------ EXCERPT PROVIDED ------

String query = "select " + Thing.SQL_id +
               " from " + Thing.SQL_thing +
               " where " + Thing.SQL_company_id +
               " = ? and " + Thing.SQL_is_deleted +
               " = b'0' and " + Thing.SQL_owner_id +
               " is not null";

PreparedStatement stmt = jdbcConn.prepareStatement(query);
stmt.setLong(1, someCompany.getId());

ResultSet results = stmt.executeQuery();

while (results.next()) {
    Long thingId = results.getLong(1));
    // do stuff with things IDs
}

Obviously, I try not to drop to SQL, unless I absolutely need to for performance reasons, or to do something like running a SQL report.

Criteria Query Example

In a code which builds data for a screen of the application:

Crit<Thing> tCrit = Crit.create(Thing.class);
tCrit.add(Restrictions.eq(Thing.HQL_company, someCompany));
tCrit.add(Restrictions.eq(Thing.HQL_isDeleted, false));
tCrit.add(Restrictions.isNotNull(Thing.HQL_owner));

for (Thing t : tCrit.list()) {
    // do stuff with things
}

I somewhat try not to use criteria, except for performance. Again, I want to stay in Java-land as much as possible.

Pure-Java ORM Example

for (Thing t : someCompany.getThings()) {
    if ( t.getIsDeleted() ||
         (t.getOwner() == null) ) {
        continue;
    }
    // do stuff with things
}

Clearly we are bringing back extra records (some ownerless and deleted Things), but if there are many Things and most are not deleted and have owners, the performance hit will be minimal.

External SQL Example

For reference, here is what an external-SQL implementation might look like. External SQL file (WEB4J-like syntax):

NON_DELETED_THINGS_WITH_OWNERS {
select t.id, t.company_id, t.owner_id, t.is_deleted
from thing where t.company_id = ? and
    t.is_deleted = b'0' and
    t.owner_id is not null; }

I’m not showing or think much about how the external SQL file query gets made available to Java. Presumably a tool like WEB4J would take care of that, but you need to specify the SQL file or files somehow and your tool makes those queries available, I’m imagining as a String in this example, but it could be a prepared statement or some other abstraction.

Company Query Method:

public Set<Thing> getNonDeletedThingsWithOwners(Connection jdbcConn) {

    PreparedStatement stmt = jdbcConn.prepareStatement(NON_DELETED_THINGS_WITH_OWNERS);
    stmt.setLong(1, this.id);

    ResultSet results = stmt.executeQuery();

    Set<Thing> things = new HashSet<>();
    while (results.next()) {
        things.add(Thing.valueOf(results));
    }
    return things;
}

Thing Factory Method:

public static Thing valueOf(ResultSet rs) throws SQLException {
    Thing t = new Thing();
    t.id = rs.getLong(SQL_id);
    t.company_id = rs.getLong(SQL_company_id);
    t.owner_id = rs.getLong(SQL_owner_id);
    t.isDeleted = rs.getBoolean(SQL_is_deleted);
    return t;
}

Usage:

Set<Thing> thingSet = someCompany.getNonDeletedThingsWithOwners();

for (Thing t : thingSet) {
    // do stuff with things
}

Compare this to the Pure-Java ORM Example or the Criteria Query Example – this is a ton of code, spread across four files! If you need the performance and the control, then invest the energy. But when ORM can save me from this, I think I’ll let it.

------ DATASET EXCERPT ------

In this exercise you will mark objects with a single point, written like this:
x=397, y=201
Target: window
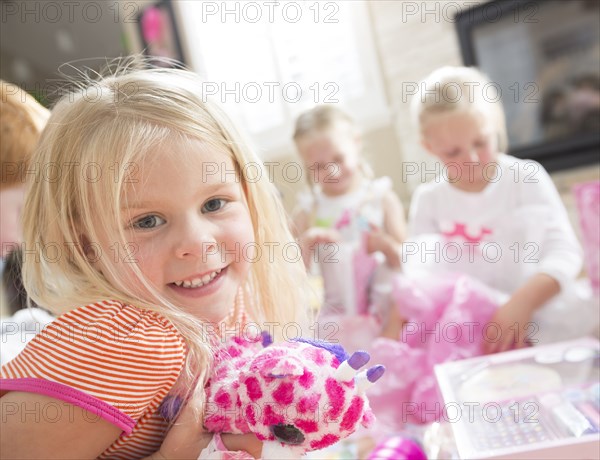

------

(PROBLEM REQUIREMENTS)
Write the next part of the excerpt above on Java data-access approaches, starting after its final sentence.

(ANSWER TO THIS EXERCISE)
Debugging

I assume here that you have a tool that reliably generates your Java database objects for you.

With the Pure-Java example, there is no debugging of SQL or queries unless performance is an issue. You could still perform the wrong tests (e.g. forget to exclude ownerless things), but it’s pretty straight-forward – keeps you focused on what you are doing, thus minimizing this possiblity. You can ask your ORM to spit out the actual queries in your log file if you need to tune them or see that you query the thing table 100 separate times or something like that, but this code results in a single query.

It’s possible to pass the wrong type of object or nulls to the Criteria query. Also, since it’s wordy, it takes longer to see what you are actually doing and bugs are easier to creep into your criteria.

With In-Java SQL, you have all the issues above, plus getting the SQL syntax right. I admit my symbols make this a little more complicated, but I feel the refactoring plus is bigger than the readability minus.

With the External SQL example, you have all of the error possibilities mentioned above, plus all the extra code from loading the results into the object. Plus the multiple files that can get out of synch. What if you rename, delete, or add a field – will you get a compilation error? Will you find all the places you need to change? Or do you have to find it in testing.

I’d have to say that from a debugging point of view, ORM with pure Java is a clear win, with additional debugging every step you move away from there.

Conclusion

Using ORM and symbols has saved me countless hours of refactoring difficulties and lets me make database changes with ease because when something breaks, it won’t compile. When code gets big, refactoring is the only way to manage complexity, and it gets harder as it gets bigger, so above a certain size of code base, ease of refactoring becomes a primary goal.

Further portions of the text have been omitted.